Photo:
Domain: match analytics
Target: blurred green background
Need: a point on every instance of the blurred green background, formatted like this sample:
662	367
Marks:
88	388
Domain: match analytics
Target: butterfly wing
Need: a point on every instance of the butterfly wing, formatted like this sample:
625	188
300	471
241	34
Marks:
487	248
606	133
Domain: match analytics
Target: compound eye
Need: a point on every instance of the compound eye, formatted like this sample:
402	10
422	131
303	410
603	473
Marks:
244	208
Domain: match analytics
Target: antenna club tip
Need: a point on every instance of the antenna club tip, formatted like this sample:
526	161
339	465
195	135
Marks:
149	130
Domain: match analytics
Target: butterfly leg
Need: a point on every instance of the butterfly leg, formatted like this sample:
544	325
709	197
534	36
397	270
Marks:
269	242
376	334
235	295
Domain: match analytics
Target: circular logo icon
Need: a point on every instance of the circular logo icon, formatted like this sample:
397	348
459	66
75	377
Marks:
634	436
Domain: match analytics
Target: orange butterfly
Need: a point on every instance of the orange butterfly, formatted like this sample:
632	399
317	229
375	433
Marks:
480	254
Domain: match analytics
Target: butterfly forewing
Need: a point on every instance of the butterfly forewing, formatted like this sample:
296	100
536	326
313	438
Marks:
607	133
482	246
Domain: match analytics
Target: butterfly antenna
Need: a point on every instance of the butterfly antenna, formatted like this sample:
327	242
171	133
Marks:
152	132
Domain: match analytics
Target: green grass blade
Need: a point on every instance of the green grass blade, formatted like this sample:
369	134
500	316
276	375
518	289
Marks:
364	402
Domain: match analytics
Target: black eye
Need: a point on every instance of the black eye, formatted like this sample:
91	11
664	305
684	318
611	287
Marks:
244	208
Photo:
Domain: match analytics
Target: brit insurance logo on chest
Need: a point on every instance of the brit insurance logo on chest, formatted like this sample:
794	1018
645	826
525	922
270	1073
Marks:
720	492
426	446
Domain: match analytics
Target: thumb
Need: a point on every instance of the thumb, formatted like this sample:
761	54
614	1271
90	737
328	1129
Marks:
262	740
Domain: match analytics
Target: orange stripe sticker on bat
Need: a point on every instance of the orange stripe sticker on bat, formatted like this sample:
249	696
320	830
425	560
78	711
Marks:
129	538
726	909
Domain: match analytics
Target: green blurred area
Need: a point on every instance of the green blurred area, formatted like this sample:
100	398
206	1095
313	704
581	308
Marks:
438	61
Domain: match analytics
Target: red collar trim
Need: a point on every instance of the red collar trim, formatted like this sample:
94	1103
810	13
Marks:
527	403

+++

* Required task
Retype all the records, matching them exactly.

* Solution for this exercise
Photo:
Domain: match analytics
Target: blurred green background
Need: a point on every instance of the blurred green background, formatted like this sample:
662	367
Marks:
88	388
Domain: match analytics
Target: butterfly wing
Need: a point on every instance of the butterfly wing, formatted like this sample:
625	188
300	471
241	34
Marks:
487	248
606	133
Domain: match analytics
Target: compound eye
Need: a point on every instance of the compound eye, formatted like this sample:
402	10
422	131
303	410
603	473
Marks:
244	208
Domain: match analytics
Target: antenna club tip
Need: a point on every instance of the antenna club tip, formatted like this sample:
526	161
339	465
195	135
Marks:
149	130
Domain: match analytics
Target: butterfly leg
Need: a point on every instance of the butterfly leg, formatted like this sample:
544	325
709	197
534	36
397	270
Marks:
269	242
376	334
235	295
Domain: match analytics
Target: circular logo icon
Need: a point on every instance of the circular logo icon, formatted like this sample:
397	348
459	66
75	377
Marks:
634	436
Domain: match analytics
Target: orange butterfly
Need: a point on every instance of the orange butterfly, formatted like this sample:
632	399
317	229
375	433
Marks:
480	254
Domain: match analytics
Target: butterfly forewing
Need: a point on every instance of the butterfly forewing, formatted like this sample:
296	100
536	326
313	438
Marks:
607	133
482	246
Domain: match analytics
Target: butterfly antenna
Need: a point on every instance of the butterfly antenna, formatted like this sample:
327	242
171	133
Marks:
152	132
Domain: match analytics
Target: green grass blade
Need: a point on every instance of the green grass blade, formatted like this sample:
369	134
500	316
276	375
518	289
Marks:
364	402
Domain: match analytics
Target: black eye
Need: a point on every instance of the black eye, formatted like this sample:
91	11
664	305
684	318
611	287
Marks:
244	208
Photo:
Domain: match analytics
Target: brit insurance logo on chest
Need: a point on every instance of the brit insurance logo on chest, formatted like this sample:
794	1018
645	826
525	922
270	1073
Marks:
720	492
426	446
Domain: match analytics
Target: thumb
Need: a point on every instance of the thumb, formatted like this sample:
761	54
614	1271
90	737
328	1129
Marks:
262	740
Domain: match analytics
Target: orange stripe sticker on bat
Need: a point on every instance of the orange stripe sticker on bat, formatted like this sample:
249	696
320	830
425	560
78	711
Marks:
129	538
726	909
Domain: match analytics
Target: green blurred area
Need: a point on every instance of the green blurred area, formatted like this sample:
100	398
206	1095
313	704
581	308
Marks:
438	61
Domain: match analytics
Target: red collar trim
Need: a point on every instance of the red collar trim, formatted like this sample:
94	1103
810	13
Marks:
527	403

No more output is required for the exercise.